◆ Document section

□ □ □ □ □

Link.

Mr Neville’s desk chair sometimes makes farting noises when he shifts in it (or at least that’s what he says
). I wonder who we can sue- there’s a lot we could do with a million pounds.
Link.

Mr Neville’s desk chair sometimes makes farting noises when he shifts in it (or at least that’s what he says
). I wonder who we can sue- there’s a lot we could do with a million pounds.
Hey, I have one of those chairs too! And a couch, and a bed, and a truck seat, and a… 
I have a dog like that…
That is so lame, blaming the chair for her smelly ass.

Sexual discrimination, huh?
I guess they have no problem finding room in the budget to replace squeaky chairs for male teachers who complain about them. That sounds typical of most school boards to me.
No problem replacing the light fixtures when Mr. Henderson complains that the fluorescents are unflattering to his complexion, but when Ms. Thompson needs an electric pencil-sharpener because the kids laugh at the way the crank-operated one makes her boobs jiggle, that’s another story.
On the one hand, this sounds ridiculous.
On the other hand, it isn’t hard for me to imagine a workplace in which this really was part of an intentional harassment, refusing to replace her chair so they could mock her whenever she sat down.

□ □ □ □ □

◆ What you will do
• A. In the comment thread about the noisy chair, how much money does the commenter say there's a lot they could do with?
• B. Please set down the part of the comment thread about the noisy chair word for word, starting with "On the one hand, this" and going on through "she sat down.".
• C. Resume the comment thread about the noisy chair, writing what comes after its final line.

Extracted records
□ □ □ □ □

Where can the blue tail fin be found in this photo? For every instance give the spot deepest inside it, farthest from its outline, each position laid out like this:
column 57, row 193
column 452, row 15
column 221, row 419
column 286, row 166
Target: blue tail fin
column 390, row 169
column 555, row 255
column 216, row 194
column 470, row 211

□ □ □ □ □

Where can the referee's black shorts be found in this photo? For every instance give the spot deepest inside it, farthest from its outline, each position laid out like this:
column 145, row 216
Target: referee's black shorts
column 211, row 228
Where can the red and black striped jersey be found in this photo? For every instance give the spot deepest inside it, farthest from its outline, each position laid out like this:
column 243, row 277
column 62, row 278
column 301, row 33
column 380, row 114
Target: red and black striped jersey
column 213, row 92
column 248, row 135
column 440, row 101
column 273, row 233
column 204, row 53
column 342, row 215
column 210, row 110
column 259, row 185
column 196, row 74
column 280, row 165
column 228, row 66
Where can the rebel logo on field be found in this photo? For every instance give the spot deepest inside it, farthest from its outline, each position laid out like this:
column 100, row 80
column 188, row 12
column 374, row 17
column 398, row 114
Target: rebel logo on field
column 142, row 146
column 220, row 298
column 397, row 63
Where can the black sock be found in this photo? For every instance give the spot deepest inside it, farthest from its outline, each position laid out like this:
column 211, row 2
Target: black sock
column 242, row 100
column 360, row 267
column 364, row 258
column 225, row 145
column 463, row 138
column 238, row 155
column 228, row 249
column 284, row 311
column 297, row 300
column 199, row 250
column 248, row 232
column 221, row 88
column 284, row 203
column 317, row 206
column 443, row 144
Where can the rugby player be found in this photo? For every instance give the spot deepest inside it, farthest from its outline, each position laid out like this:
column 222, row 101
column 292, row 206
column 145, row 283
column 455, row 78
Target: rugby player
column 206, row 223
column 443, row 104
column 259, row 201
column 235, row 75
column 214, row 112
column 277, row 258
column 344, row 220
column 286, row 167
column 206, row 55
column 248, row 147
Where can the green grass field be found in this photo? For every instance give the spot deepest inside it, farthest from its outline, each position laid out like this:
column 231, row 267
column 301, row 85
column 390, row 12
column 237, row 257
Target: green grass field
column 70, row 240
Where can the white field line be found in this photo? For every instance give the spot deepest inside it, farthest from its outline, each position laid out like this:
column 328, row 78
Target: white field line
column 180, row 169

□ □ □ □ □

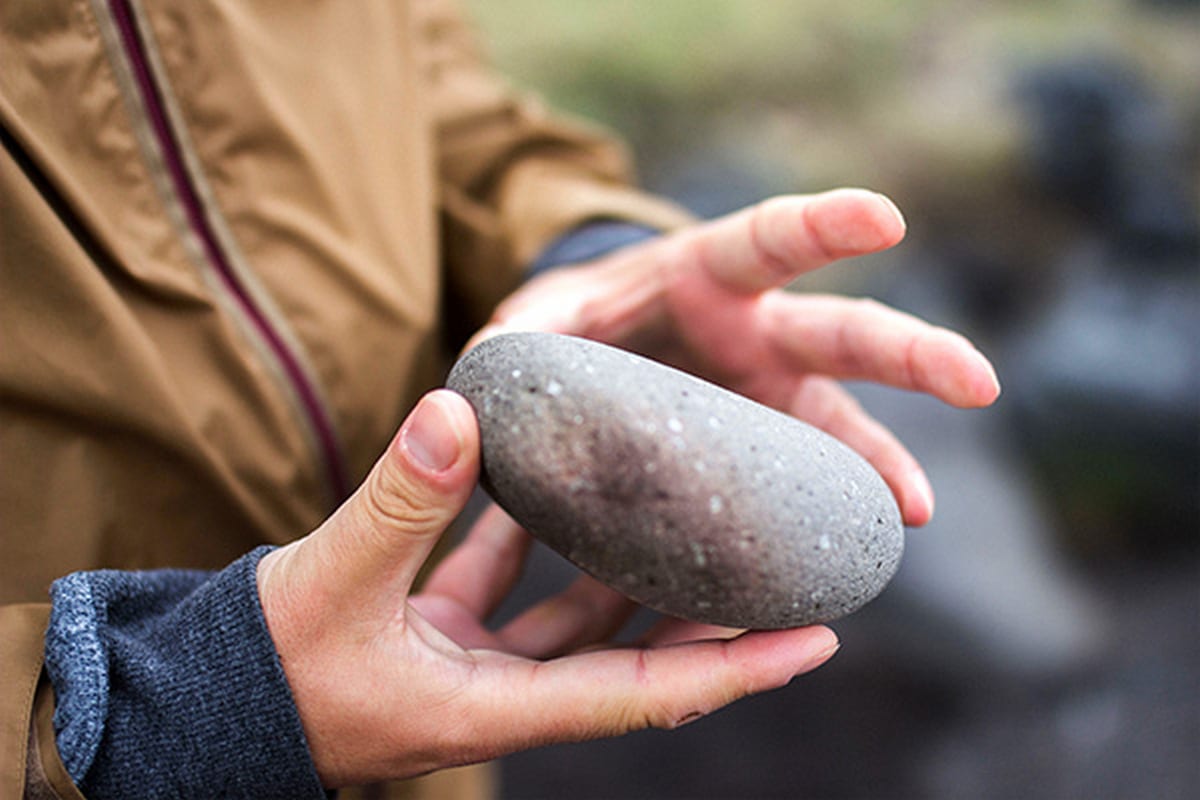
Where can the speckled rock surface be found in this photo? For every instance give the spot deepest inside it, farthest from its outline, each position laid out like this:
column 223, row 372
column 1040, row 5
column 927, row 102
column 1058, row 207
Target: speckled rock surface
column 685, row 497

□ □ □ □ □

◆ Exercise answers
• A. A million pounds.

• B.
On the one hand, this sounds ridiculous.
On the other hand, it isn’t hard for me to imagine a workplace in which this really was part of an intentional harassment, refusing to replace her chair so they could mock her whenever she sat down.

• C.
Are we dealing with an oversensitive and deranged plaintiff, or a cruel and unprofessional defendent? I guess that’s why we have jury trials, with evidence and stuff.
Yeah, you’ve got a point.
But it’s FUNNY!
(at least if, like me, you are still amused by fart jokes) I’m glad there’s no way I could get called up for that jury- there’s no way I could keep a straight face during the trial.
Now I know why my company only ordered 239 of those chairs for the staff.
I have a chair like that too.
Actually I just fart a lot.
She sure made a lot for a secondary school teacher, doesn’t she? 48,000 pounds?
My class bought my AP European History teacher a really nice chair because we liked her so much. And she made us sign the back in silver Sharpie. It was optional donation of a couple bucks each. Everyone donated.
Unless it’s really sexual discrimination or whatever, she can buy her own damn chair.
No kidding! I wish our teachers made the equivalent of £48,000. Is that standard pay over there? No wonder you lot are so much smarter!
And am I the only one imagining the first day of the jury trial:
“The defendant will be seated.”
BRAAAAAAAPPPPPP!
Dammit! I meant plaintif! I shouldn’t try to be funny when I’m tired.
This is the first time I’ve ever really wished I could edit my posts.
::Hangs head in shame::
Relax. It was still funny.
Deputy head teacher, apparently. BBC linky
First the google ads are about gas stations. <snerk> When you open the link in the OP it says “Breaking” news from England. <snerk> There is no way this could not appeal to the inner ten year old swampbear. 
Yes, here’s one for
**Fart Machines $12.95 ea
5 farting noises. **
Strange, I’m only familiar with one.
What, 48K pounds and she couldn’t just buy her own chair for work?
Huh? I can’t believe the stories true.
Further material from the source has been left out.